DATA PROVIDED:
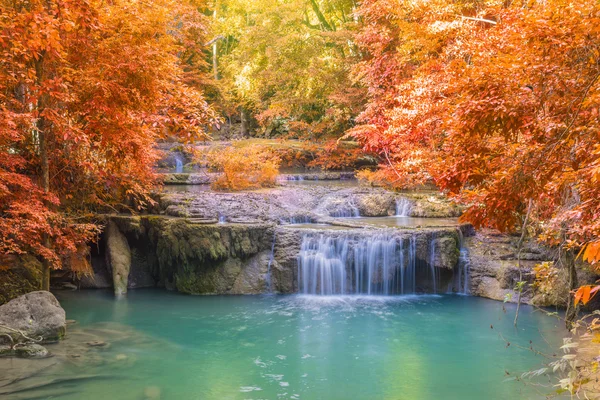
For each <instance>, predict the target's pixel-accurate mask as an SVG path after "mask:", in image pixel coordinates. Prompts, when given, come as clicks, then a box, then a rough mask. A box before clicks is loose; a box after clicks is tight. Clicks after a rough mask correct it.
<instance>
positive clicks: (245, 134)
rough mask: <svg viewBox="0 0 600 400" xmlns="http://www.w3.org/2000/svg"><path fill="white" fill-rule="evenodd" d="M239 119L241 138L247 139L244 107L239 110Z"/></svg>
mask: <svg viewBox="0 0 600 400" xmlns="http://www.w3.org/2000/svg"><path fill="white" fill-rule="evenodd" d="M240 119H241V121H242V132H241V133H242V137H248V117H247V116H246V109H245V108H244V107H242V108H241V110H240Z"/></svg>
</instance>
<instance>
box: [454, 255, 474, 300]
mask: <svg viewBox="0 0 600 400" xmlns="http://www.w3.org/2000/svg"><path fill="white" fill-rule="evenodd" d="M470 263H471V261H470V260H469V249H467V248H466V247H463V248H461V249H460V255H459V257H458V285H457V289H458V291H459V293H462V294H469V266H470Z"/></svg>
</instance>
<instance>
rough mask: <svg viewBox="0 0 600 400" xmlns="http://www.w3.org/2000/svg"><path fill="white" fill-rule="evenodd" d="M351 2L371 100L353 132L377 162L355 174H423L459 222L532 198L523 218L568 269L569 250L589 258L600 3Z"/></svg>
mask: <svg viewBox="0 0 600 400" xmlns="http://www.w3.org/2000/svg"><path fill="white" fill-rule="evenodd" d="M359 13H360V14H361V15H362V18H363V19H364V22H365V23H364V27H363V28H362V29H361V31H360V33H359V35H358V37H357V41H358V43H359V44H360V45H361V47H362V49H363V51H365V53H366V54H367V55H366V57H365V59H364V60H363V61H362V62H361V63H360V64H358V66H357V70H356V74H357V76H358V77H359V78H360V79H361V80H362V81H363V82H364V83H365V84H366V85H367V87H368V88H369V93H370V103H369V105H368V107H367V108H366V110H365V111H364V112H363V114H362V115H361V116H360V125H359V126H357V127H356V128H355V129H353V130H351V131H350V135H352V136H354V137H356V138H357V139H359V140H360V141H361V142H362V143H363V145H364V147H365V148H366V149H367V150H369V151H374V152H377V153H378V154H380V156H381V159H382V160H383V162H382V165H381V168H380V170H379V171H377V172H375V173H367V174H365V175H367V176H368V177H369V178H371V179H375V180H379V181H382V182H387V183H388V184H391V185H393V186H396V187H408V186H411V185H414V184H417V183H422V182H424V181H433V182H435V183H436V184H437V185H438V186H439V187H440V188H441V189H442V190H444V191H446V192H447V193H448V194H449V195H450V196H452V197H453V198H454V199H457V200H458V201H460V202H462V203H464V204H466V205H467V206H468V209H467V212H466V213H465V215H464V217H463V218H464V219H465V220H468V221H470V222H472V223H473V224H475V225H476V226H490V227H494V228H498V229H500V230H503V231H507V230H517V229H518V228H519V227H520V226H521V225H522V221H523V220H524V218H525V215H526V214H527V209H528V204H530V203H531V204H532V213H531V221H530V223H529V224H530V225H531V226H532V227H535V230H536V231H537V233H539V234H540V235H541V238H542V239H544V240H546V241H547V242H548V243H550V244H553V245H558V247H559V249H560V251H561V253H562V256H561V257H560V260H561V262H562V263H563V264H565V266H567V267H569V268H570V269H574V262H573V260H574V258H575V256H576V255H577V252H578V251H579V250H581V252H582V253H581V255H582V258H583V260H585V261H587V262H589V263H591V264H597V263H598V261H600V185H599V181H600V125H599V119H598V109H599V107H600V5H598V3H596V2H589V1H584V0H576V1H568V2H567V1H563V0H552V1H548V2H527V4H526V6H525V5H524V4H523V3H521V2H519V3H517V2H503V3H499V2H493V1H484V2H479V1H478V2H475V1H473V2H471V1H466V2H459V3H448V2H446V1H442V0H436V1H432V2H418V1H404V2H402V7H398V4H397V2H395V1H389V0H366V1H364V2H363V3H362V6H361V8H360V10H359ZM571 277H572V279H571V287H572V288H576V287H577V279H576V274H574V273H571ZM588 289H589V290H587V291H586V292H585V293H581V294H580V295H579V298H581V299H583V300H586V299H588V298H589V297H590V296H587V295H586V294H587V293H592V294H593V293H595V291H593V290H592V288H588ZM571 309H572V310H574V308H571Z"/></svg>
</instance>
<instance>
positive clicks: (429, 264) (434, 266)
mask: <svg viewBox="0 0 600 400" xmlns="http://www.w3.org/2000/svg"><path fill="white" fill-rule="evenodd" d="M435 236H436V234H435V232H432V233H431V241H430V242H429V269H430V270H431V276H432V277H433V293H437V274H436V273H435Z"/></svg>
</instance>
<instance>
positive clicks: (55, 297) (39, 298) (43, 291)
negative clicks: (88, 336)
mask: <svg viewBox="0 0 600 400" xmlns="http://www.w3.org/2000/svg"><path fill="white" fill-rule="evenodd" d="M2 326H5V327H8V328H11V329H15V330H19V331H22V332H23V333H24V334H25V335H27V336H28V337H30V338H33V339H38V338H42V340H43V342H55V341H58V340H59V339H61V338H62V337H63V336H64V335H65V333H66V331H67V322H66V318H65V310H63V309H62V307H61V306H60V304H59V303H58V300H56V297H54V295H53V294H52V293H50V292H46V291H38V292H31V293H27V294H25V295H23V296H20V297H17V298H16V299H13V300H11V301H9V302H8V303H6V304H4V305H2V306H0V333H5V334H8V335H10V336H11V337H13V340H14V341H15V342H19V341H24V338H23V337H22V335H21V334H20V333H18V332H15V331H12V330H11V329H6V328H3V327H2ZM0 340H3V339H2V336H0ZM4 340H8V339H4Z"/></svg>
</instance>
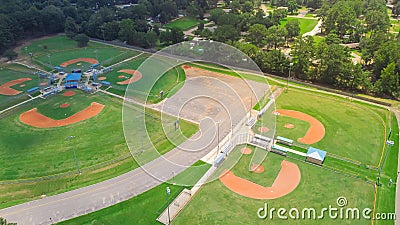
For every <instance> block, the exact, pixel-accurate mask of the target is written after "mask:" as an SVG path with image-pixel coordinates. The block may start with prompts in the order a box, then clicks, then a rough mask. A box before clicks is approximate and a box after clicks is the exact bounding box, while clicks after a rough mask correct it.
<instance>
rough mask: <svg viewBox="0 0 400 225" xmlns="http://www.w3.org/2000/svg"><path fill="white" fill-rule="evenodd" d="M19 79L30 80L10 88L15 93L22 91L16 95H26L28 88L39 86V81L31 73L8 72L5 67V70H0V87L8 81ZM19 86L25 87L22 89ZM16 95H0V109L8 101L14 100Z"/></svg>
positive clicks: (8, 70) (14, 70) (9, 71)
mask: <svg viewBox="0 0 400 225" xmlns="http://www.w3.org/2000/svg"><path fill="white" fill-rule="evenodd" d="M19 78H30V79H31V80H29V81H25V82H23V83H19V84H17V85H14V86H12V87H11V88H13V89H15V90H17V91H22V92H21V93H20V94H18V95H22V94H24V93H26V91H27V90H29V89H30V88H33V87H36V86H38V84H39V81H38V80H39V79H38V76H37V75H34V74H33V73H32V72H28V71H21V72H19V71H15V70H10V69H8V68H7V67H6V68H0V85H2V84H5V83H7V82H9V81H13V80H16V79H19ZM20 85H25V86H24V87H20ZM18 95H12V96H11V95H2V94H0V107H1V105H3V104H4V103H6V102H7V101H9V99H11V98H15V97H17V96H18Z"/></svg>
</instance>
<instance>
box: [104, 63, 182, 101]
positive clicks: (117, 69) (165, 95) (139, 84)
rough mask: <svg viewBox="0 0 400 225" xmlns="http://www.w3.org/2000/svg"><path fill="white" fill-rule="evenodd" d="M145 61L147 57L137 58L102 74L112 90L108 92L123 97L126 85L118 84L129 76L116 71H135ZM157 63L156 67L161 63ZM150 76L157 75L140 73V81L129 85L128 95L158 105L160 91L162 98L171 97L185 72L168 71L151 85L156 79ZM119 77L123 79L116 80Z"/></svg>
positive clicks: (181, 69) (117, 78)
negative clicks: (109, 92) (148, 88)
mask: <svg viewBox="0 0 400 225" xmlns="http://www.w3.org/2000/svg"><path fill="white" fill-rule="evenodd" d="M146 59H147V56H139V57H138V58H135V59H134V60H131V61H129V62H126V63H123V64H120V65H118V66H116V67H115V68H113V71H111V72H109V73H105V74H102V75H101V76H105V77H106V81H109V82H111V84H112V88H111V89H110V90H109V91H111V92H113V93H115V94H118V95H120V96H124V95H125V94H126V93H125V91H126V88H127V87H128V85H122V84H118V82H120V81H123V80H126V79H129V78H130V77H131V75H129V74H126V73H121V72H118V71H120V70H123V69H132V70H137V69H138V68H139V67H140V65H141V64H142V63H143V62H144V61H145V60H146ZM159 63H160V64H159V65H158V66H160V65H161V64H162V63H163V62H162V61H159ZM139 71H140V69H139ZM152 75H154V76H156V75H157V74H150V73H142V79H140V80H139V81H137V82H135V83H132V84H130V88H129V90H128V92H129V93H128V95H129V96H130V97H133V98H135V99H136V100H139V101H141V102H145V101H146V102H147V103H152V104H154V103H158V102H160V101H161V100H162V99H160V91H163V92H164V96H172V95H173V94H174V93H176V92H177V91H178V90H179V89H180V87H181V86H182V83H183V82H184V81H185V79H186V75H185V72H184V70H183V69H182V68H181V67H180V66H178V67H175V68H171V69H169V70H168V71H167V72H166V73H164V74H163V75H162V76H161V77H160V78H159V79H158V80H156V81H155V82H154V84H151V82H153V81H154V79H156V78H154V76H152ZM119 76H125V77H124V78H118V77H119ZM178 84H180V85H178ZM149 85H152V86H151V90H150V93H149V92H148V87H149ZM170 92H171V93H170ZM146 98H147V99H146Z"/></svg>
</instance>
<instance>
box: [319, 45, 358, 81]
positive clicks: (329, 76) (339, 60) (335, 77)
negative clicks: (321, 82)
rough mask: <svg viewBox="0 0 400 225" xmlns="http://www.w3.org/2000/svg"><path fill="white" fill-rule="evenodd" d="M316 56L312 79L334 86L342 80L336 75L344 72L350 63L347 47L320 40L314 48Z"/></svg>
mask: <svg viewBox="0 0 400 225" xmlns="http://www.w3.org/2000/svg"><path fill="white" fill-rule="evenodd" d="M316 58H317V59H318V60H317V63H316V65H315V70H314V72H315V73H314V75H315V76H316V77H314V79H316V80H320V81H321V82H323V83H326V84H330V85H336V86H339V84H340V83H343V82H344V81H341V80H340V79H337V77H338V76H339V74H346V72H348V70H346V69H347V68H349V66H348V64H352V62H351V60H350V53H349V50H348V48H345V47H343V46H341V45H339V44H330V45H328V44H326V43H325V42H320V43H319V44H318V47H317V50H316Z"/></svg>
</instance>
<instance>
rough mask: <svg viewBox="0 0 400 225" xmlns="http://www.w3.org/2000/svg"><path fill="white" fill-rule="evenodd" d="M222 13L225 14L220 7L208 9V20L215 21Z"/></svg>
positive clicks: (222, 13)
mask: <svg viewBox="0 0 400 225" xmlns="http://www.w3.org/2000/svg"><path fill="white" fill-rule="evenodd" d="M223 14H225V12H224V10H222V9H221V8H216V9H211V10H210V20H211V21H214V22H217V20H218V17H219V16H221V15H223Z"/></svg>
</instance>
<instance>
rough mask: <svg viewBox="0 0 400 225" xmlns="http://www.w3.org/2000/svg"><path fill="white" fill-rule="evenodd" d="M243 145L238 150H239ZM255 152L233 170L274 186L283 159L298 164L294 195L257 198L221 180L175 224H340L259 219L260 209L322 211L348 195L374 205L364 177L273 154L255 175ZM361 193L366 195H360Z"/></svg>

TASK GOAL: Report every line of the items above that contains the string "accurate", copying each such line in full. Case counts, so a line matches only if its capitalization is identical.

RESPONSE BELOW:
For each <instance>, predict the target's pixel-accurate mask as an SVG path after "mask:", in image pixel coordinates. Prompts, when given, come as clicks, then a box, then a rough mask. A box before clicks is loose; a box after clicks is tight. Clicks after a rough mask correct it.
For every <instance> block, the exact, pixel-accurate mask of the target is written after "mask:" as an SVG path with image-pixel coordinates. The block may start with prompts in the order a box, then clicks, then a rough mask. A box before clicks is approximate and a box after clicks is the exact bounding box, while clicks after a rough mask correct it.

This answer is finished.